#### Passage provided:
** START **

Re: [Widget URI] Internationalization, widget IRI? from Marcos Caceres on 2009-09-07 (public-webapps@w3.org from July to September 2009)

From: Marcos Caceres <marcosc@opera.com>
Date: Mon, 07 Sep 2009 15:00:32 +0200
To: Marcin Hanclik <Marcin.Hanclik@access-company.com>
CC: Robin Berjon <robin@berjon.com>, public-webapps WG <public-webapps@w3.org>
Message-ID: <4AA503F0.4030309@opera.com>
Marcin Hanclik wrote:
> Hi Marcos,
>
> As a summary of the URI/IRI-related issues, we have currently the following as far as I can tell:
> 1. URI/IRI normalization in P&C [1], it is currently at I18N [2]
> 2. Widget URI issues related to internationalization [3]
>
> The URI/IRI normalization in P&C is mainly for attribute values that are to be IRIs. At present these are:
> a) @id in<widget>
> b) @href in<author>
> c) @href in<license>
> d) @name in<feature>

There is no normalization done on any of those values (by designed, and 
modeled explicitly after the behavior of XML namespaces, which are also 
not normalized). The spec just treats them as opaque strings.

Remember that the P&C UA does not do anything meaningful with any of the 
metadata it collects (leaves that to other UAs). It merely validates 
that data (The UA just checks if the value of the attribute is a "valid 
IRI", that's it! And it certainly does not need to do any normalization 
to check for validity).

For example, from the spec:

widget@id:
"If the id attribute is used, then let id be the result of applying the 
rule for getting a single attribute value to the id attribute. If id is 
a valid IRI, then let widget id be the value of the id..."

Where "A valid IRI is one that matches the IRI token of the [RFC3987] 
specification".

(i.e., read the @id value, if it is a valid IRI, save it.)

So:

<widget id="foo:bar 123"> is not valid.

<widget id="fooo:bar%20123"> is valid, and the value is "fooo:bar%20123".

<widget id="foo:mañana"> is a valid URI.

Also, licence@href:
"If the href attribute is used, then let potential license href be the 
result of applying the rule for getting a single attribute value to the 
href attribute.

** END **

#### Written instruction 1:
Select every line of the records that contains the string "trace", matching case exactly.
The mailing-list message has no connection to the records.

#### Material for this exercise:
** START **

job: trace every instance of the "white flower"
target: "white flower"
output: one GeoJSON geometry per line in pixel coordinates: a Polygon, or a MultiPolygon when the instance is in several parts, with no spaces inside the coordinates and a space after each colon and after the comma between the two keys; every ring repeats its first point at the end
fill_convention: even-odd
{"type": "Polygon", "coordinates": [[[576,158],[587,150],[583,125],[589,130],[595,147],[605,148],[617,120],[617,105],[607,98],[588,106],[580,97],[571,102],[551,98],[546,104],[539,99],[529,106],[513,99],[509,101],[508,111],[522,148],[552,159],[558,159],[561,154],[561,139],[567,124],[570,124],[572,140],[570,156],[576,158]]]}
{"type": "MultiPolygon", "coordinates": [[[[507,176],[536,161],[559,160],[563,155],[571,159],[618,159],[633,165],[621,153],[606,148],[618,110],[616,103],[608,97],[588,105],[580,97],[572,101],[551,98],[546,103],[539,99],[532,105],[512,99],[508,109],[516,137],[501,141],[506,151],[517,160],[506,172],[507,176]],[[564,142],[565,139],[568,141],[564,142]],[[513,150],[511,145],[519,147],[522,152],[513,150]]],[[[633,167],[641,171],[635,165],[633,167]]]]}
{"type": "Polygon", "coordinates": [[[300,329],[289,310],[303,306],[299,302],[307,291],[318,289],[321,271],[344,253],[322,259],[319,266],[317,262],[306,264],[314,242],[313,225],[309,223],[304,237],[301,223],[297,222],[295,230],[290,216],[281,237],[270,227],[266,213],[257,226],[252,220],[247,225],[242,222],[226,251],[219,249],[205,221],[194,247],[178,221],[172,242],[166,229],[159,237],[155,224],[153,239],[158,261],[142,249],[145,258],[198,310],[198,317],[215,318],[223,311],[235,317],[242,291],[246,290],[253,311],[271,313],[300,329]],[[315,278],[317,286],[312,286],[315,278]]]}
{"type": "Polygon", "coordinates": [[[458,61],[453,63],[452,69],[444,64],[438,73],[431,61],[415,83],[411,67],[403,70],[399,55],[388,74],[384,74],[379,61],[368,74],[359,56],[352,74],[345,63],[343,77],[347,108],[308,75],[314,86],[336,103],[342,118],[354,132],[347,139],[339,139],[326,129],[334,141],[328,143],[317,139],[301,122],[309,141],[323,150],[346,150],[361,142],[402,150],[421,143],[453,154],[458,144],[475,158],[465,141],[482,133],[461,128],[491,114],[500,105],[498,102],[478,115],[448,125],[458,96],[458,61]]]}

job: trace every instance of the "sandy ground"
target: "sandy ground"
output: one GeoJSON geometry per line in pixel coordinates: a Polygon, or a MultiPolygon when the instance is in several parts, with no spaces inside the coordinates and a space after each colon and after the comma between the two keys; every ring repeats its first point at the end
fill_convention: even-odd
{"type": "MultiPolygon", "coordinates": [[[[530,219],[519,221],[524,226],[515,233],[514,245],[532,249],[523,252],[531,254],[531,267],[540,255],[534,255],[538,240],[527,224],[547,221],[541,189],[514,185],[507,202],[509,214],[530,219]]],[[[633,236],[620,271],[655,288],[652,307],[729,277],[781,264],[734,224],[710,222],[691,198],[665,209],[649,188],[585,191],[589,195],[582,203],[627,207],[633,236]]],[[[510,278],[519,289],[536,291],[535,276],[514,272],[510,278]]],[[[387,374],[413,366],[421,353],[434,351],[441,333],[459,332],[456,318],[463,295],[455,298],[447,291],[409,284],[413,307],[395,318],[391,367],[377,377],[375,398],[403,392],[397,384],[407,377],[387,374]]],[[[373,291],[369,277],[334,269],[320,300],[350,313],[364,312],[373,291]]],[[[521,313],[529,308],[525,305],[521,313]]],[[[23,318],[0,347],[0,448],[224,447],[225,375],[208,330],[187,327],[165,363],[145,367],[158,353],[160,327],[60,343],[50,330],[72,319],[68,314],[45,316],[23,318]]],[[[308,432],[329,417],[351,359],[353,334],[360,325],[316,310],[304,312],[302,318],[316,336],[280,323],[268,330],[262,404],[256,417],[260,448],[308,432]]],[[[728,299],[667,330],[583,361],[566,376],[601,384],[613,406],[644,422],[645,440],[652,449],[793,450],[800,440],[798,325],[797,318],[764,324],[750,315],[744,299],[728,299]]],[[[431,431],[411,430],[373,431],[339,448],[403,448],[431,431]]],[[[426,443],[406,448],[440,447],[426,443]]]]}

** END **

#### Written instruction 2:
According to the mailing-list message, why does the P&C user agent not need to normalize the attribute values it reads?

#### Written reply 1:
job: trace every instance of the "white flower"
job: trace every instance of the "sandy ground"

#### Written reply 2:
The P&C user agent does nothing meaningful with the metadata it collects and leaves that to other user agents. It only validates the data by checking whether an attribute value is a valid IRI, and no normalization is needed for that check. The message also says the lack of normalization is by design, modeled on XML namespaces, which are not normalized either.